Q. How do you find out if a player is asthmatic?
We objectively look at the function of the airways. We take a measure of how well an athlete can breathe in and out in terms of the flow of air and we take a measure of inflammation inside their airways as well. We do that at rest, but that’s not enough, because for most footballers their lung function will look normal then.
So what we do – which the players do not particularly like – is try and trigger an asthma response. The most common test is a hyperventilation challenge. The player sits down and breathes a cold, dry gas at an intensity that replicates high-intensity training they do for six minutes.
We measure lung function after that. If it stays the same, it shows that they do not have a form of asthma, but if it drops off – so the amount of air they can breathe out in one second – by more than 10%, that indicates they have some form of asthma.
The greater the drop, the greater the severity of the asthma. Then We can then work out what form of therapy they need. We do a follow-up test six weeks after they’ve started the inhaler to judge the effectiveness. Lung function should not drop off as much by then.
If it’s not quite working, we can modify the inhalers and techniques used.
Q. Why is it important to diagnose exercise-induced asthma in players?
Not using an inhaler when you have asthma yet continuing to exercise at high intensity can lead to airway remodeling – a permanent thickening of the airway wall and a mildly chronically obstructed airway. It does not happen in everybody but it increases the susceptibility.
They are also more likely to pick up coughs and colds, because asthma is an inflammation issue, which makes them more susceptible. We have also found that asthmatic players who are not using inhalers see a drop in aerobic performance.
This means they can not train as well as everyone else and get the full adaptations from the training. You can make more out of those training sessions, with the repeated sprints and high intensity, if you have a healthy airway.
Q. Is football good at diagnosing and treating asthmatic players?
A club would generally call someone like me, a University service, to do the screening; or perhaps the English Institute of Sport. We haven’t been getting many calls! A lot of the time the clubs might be doing the in-house screening, but they won’t have the same specialized tests.

Saved entries:
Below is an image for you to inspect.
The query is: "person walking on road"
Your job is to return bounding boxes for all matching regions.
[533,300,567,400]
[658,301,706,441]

• _Problem set_
(a) In the interview on asthma in footballers, quote everything from "If it’s not" down to "a healthy airway.".
(b) List every question the interviewer asks in the interview on asthma in footballers.
(c) Carry on the interview on asthma in footballers from its last sentence.

• _Outputs in order_
(a)
If it’s not quite working, we can modify the inhalers and techniques used.
Q. Why is it important to diagnose exercise-induced asthma in players?
Not using an inhaler when you have asthma yet continuing to exercise at high intensity can lead to airway remodeling – a permanent thickening of the airway wall and a mildly chronically obstructed airway. It does not happen in everybody but it increases the susceptibility.
They are also more likely to pick up coughs and colds, because asthma is an inflammation issue, which makes them more susceptible. We have also found that asthmatic players who are not using inhalers see a drop in aerobic performance.
This means they can not train as well as everyone else and get the full adaptations from the training. You can make more out of those training sessions, with the repeated sprints and high intensity, if you have a healthy airway.

(b)
- How do you find out if a player is asthmatic?
- Why is it important to diagnose exercise-induced asthma in players?
- Is football good at diagnosing and treating asthmatic players?

(c)
If you look at the expertise within most clubs it’s not respiratory and it’s not necessarily at the top of their priority list. What does a typical medical day look like? The majority of the time it’s functional testing, peak power and some body composition, because they’re the key things related to football performance.
Things like asthma they will only really be picked up on when the player is signing for the club. It’s not like the doctors won’t know how to manage asthma, but without the initial objective test they won’t know how severe it is and whether medication is being optimized.
I wouldn’t say screening of athletes in elite football has moved on too much from that article we did in 2017 to be honest. It relies on medics at the club making screening a priority.
The cost of screening a group is not that much – about £ 150 per player if groups of 10 or more are tested – but for a club it’s often more a question of time and practicalities. It takes about an hour for each player to do the test.
So if you’re trying to get through a squad of 30, you have to write the day off, or else do one or two a day. Saying that, I have been into clubs and done 15 players in four hours. You can overlap them a bit and we tend to bring a team of four people. We have embedded our team within pre-season medical days before.
The other thing I’ve found is that the players do not like to do the test, because they do not like the hyperventilation. We do the same test with Olympic athletes and they do put up with it better! If you do not do it in pre-season it’s not happening.
It’s not about making money for us, as a University, it’s about improving screening and education so that diagnosis and then treatment of asthma can get better.
- TGG contacted Liverpool for a response to this article but they did not wish to comment.